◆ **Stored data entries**
= = = = = = =

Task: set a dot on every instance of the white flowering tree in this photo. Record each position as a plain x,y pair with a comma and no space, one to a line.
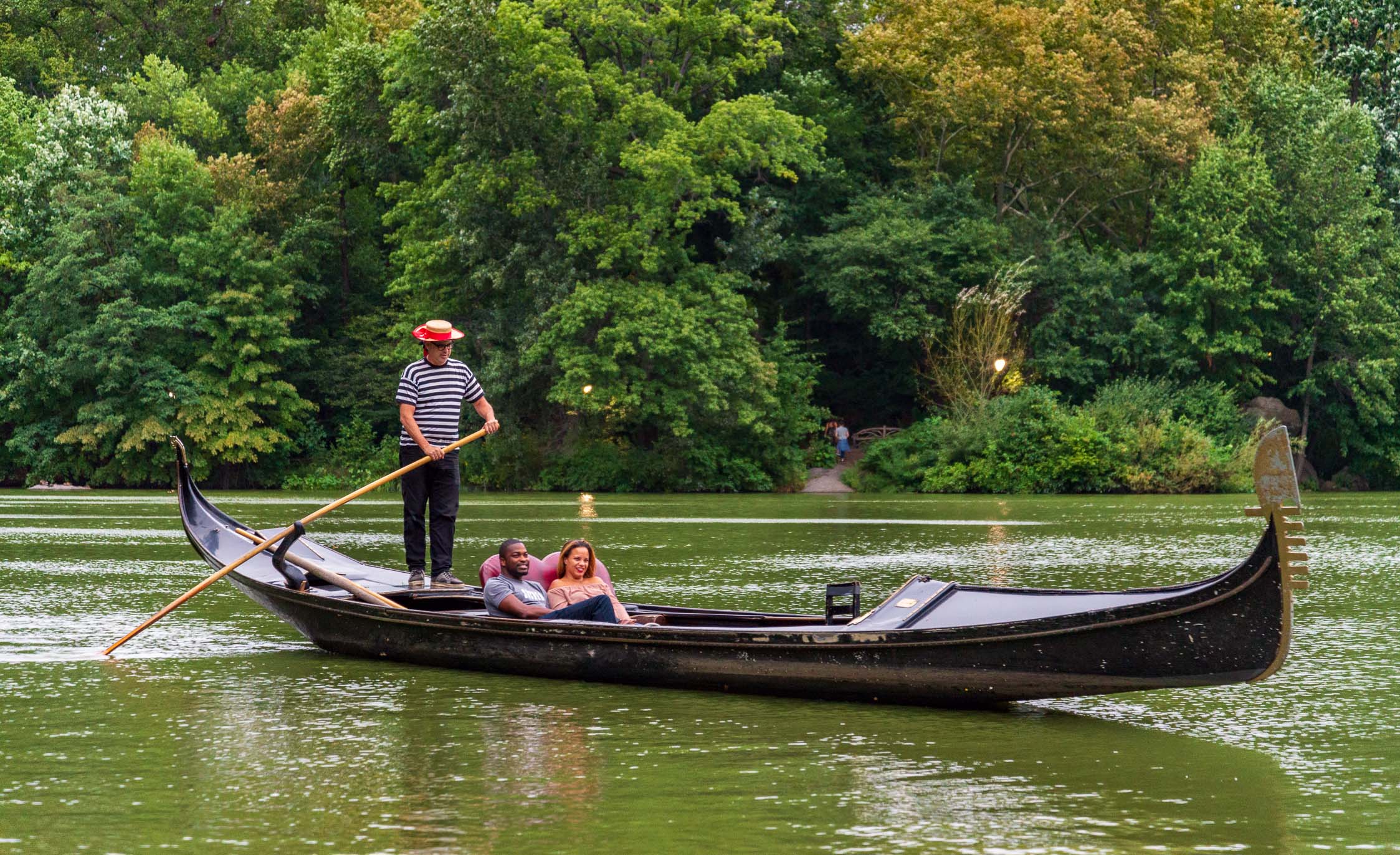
75,133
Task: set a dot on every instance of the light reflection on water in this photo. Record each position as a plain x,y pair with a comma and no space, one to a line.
222,728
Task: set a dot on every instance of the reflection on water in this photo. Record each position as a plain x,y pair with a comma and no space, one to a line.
222,730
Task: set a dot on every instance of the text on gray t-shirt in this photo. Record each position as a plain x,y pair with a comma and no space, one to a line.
502,586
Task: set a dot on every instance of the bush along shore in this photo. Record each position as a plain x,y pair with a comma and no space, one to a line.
1136,436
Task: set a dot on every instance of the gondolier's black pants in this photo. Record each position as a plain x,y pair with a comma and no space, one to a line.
434,485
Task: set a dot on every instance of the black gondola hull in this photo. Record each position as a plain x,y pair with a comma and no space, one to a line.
1229,640
1229,629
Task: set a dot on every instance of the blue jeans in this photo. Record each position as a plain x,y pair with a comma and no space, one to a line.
596,608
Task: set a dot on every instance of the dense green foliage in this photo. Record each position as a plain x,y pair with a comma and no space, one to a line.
1133,436
726,220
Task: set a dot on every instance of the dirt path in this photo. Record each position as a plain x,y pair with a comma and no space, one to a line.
829,480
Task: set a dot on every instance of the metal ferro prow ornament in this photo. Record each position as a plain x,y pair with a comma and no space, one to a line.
1276,485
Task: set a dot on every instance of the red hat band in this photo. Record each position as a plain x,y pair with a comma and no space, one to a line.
437,331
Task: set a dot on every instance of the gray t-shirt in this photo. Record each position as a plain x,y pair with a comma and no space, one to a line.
502,586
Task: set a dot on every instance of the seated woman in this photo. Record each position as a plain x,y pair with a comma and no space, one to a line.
577,583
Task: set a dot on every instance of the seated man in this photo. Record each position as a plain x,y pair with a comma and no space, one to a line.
512,595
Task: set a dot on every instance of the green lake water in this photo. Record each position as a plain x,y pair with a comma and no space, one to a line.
220,730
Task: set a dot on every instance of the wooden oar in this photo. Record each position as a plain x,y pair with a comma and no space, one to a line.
328,576
220,574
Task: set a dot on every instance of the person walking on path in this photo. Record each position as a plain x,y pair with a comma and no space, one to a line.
430,409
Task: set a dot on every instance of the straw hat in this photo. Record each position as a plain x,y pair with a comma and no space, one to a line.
437,331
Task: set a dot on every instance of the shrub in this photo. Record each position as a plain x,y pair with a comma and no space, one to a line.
1136,436
356,459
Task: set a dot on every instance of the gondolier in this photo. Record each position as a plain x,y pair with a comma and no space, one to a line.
430,408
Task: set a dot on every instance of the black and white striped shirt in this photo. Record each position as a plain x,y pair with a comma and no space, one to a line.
437,394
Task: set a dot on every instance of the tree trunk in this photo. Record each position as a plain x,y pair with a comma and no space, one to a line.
1302,431
345,258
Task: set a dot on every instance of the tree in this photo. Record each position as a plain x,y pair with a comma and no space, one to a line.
1070,114
581,164
897,259
1339,260
1216,241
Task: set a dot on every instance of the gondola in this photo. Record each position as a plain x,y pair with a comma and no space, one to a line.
930,642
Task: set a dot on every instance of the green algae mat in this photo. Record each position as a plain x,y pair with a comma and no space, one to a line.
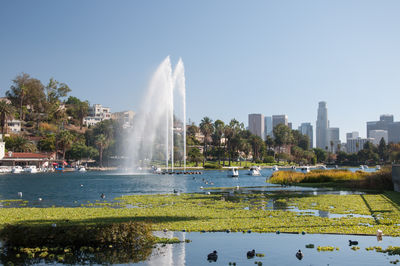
235,212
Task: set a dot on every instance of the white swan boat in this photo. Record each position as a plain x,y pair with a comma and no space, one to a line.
233,172
254,171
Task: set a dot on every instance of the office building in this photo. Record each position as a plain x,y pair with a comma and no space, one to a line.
256,125
322,126
279,119
357,144
268,126
377,135
333,139
394,132
307,130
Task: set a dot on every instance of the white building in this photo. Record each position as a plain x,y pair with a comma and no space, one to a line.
14,126
97,113
377,135
322,126
256,125
357,144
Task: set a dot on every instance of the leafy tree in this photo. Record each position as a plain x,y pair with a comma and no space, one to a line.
65,140
48,143
207,128
17,143
27,91
320,154
6,112
195,156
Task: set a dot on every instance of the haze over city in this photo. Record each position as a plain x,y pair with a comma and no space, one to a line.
261,57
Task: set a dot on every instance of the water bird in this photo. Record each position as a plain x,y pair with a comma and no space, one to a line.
353,243
299,255
251,254
212,256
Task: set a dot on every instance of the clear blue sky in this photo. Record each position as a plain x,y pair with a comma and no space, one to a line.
241,57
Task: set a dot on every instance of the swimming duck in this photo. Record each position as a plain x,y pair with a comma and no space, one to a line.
212,256
299,255
251,254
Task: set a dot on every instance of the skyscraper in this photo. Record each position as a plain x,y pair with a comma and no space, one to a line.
307,129
268,126
279,119
322,126
256,125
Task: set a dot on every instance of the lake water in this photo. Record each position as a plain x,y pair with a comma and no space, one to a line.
278,249
71,189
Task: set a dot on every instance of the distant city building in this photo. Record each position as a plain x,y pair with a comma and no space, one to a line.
394,132
256,125
322,126
386,123
357,144
333,139
268,126
307,129
352,135
13,126
97,113
377,135
279,119
382,124
125,118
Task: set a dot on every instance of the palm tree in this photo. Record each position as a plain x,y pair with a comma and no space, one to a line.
6,112
207,128
101,143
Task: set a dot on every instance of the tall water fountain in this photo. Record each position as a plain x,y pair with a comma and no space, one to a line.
159,130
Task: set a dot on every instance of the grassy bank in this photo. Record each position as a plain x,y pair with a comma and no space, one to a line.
238,212
380,180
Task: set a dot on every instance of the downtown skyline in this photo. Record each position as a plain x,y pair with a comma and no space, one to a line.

= = = = = = =

◆ **Task requirements**
All of the entries above need to be repeated exactly, minus the pictures.

◆ **Answer box**
Task: set a dot on every instance of the white flowering tree in this photo. Record each position as a plain x,y pair with a comma and no space, one to a line.
75,133
Task: set a dot on every instance of the light reflection on water in this photo. Record each position as a plain x,y pair with a comma and no space, one to a line.
222,728
Task: set a dot on every instance of the reflection on water in this photo. Record each position as a plain x,y pair with a comma and no space, one to a line.
222,730
Task: set a dot on every instance of the text on gray t-shirt in this photo. Record each position as a plain x,y pair with a comma and no space, one to a line.
502,586
Task: set a dot on every instance of the bush along shore in this photo. Record each position as a plain x,y pair with a comma and no space, one to a line.
1136,436
Task: set a dot on every instance of the gondolier's black pants in this photo. Record each position as a plain x,y pair with a comma and no space, one to a line.
434,485
Task: set a dot on every instance of the black gondola hull in this photo. Record each position as a plain x,y pair with a comma and no space, one to a line.
1229,640
1229,629
Task: set a dot on every instance of the blue jeans in this photo. Record each position as a plain x,y pair with a comma and no space, one to a line.
596,608
Task: set a dot on every instance of the dense green foliage in this photo. Record each position as a plain x,y pair with a comma and no space, one to a line.
1133,436
726,220
Task: set a dot on every instance of the dirt path in this photo. Record each position as a plain x,y pair with a comma and no space, one to a line.
829,480
Task: set a dot on every instance of the metal ferro prow ornament in this photo. Record each position as a plain x,y pair with a comma and no space, one to a line.
1276,485
Task: set a dot on every instance of the red hat band in this photo. Record each position as a plain x,y pair with a comma and no space, one to a line.
437,331
Task: set a dot on every instance of the gray t-shirt in this photo. Record each position as a plain x,y pair with a comma and no space, one to a line.
502,586
Task: set a dot on every instance of the seated woman in this photo. Record each position as a plain x,y pair with a comma and no space, one to a line.
577,583
Task: set a dot on every instance of the seated man in this photo. Record each position as a plain x,y pair with a comma and no space, one to a line.
512,595
Task: set a dot on every instance of the green lake water in this photo. Record each position as a plain x,y pair with a comma and no space, one to a line.
220,730
Task: set a dot on every instance of the wooden oar in this photo. Record each position as a plain x,y pair with a comma and no space, one to a line.
328,576
220,574
Task: set a dot on every instance of the person walking on path in this photo. Record each position as a plain x,y pair with a comma and no space, one to a line.
430,409
Task: set a dot on every instance of the straw hat in this photo. Record each position as a plain x,y pair with a comma and no space, one to a line.
437,331
Task: set a dot on every instance of the shrub in this photo. Record each position as a plain x,y pair with a comma and no space, one to a line.
1136,436
356,459
Task: set a dot on every instance of the gondolier in this photo. Record each position as a plain x,y pair with a comma and no space, one to a line.
430,408
Task: set a dot on every instance of the black and white striped shirt in this photo. Record each position as a plain x,y pair with a comma and no space, one to a line.
437,394
Task: set a dot on every instance of the tree trunk in this photo. Record each position as a plain x,y pair with a comma and no space, one to a line.
1302,431
345,258
Task: set a dot on every instance of the tree in this photo. Record each position as a plain x,y pair with a comma and no space, one to a line.
1070,114
581,164
897,259
1339,260
1216,241
Task: set a dot on every instance of the gondola in this photo. Record each position as a plain x,y pair with a comma and no space, one to a line.
930,642
Task: set a dot on every instance of the green algae mat in this photo. Record each position as a plain x,y pair with a comma and no space, one to a line.
235,212
Task: set a dot on every instance of the white swan boat in this photo. Record each position as a plain x,y pair with a comma and no space, one to a line.
233,172
254,171
Task: set a dot on every instance of the office building in this photo. Record each position as a plain x,y pair with a comma and no space, one to a line.
256,125
322,126
279,119
357,144
268,126
377,135
333,139
394,132
307,130
Task: set a dot on every instance of the white building in this photo. Record each position as a plain x,y pair with a comma and no space, one to a line.
14,126
97,113
377,135
322,126
256,125
357,144
Task: set a dot on every instance of the leafy tree in this photo. Record each position as a plain x,y pair with a comma and no space, one to a line.
65,140
48,143
207,128
17,143
27,91
320,154
6,112
195,156
Task: set a dot on every instance of the haze over city in this photo. Record each position as a plain x,y pair with a comma and no space, one to a line.
261,57
Task: set a dot on every instance of the water bird in this photo. Record each position as a plain x,y pair with a comma and no space, one to a line.
353,243
299,255
251,254
212,256
Task: set a dot on every instance of the clear blue sky in this photo. Record each position as a plain x,y pair with a comma and no space, one to a line.
241,57
Task: set a dot on every instance of the swimming duck in this photo. Record each position as a plain x,y pair with a comma and no space, one to a line.
212,256
299,255
251,254
Task: set a dot on every instance of the skyscraper in this photo. Record each position as a plain x,y pair with a comma and no space, one to a line.
307,129
268,126
279,119
322,126
256,125
Task: set a dot on every instance of the lake water in this photo. Record each position as a plain x,y pair with a comma and no space, one to a line.
278,249
71,189
Task: set a dot on every instance of the distant city building in this photo. Record each position as a plain x,y pair with a comma and no space, one to a line.
394,132
256,125
322,126
386,123
357,144
333,139
268,126
307,129
352,135
13,126
97,113
377,135
279,119
382,124
125,118
Task: set a dot on every instance of the palm tree in this photo. Record each position as a plain x,y pair with a comma and no space, one to a line.
6,112
207,128
101,143
Task: set a dot on every instance of the tall water fountain in this photo. Record each position as a plain x,y pair with a comma and no space, one to a line.
159,130
Task: set a dot on every instance of the grassy bank in this photo. Record each position as a plain x,y pair with a comma and no space, one to a line.
238,212
380,180
Task: set a dot on every instance of the downtown skyline in this photo. Record each position as a plain x,y pair with a comma and no space, one to a line.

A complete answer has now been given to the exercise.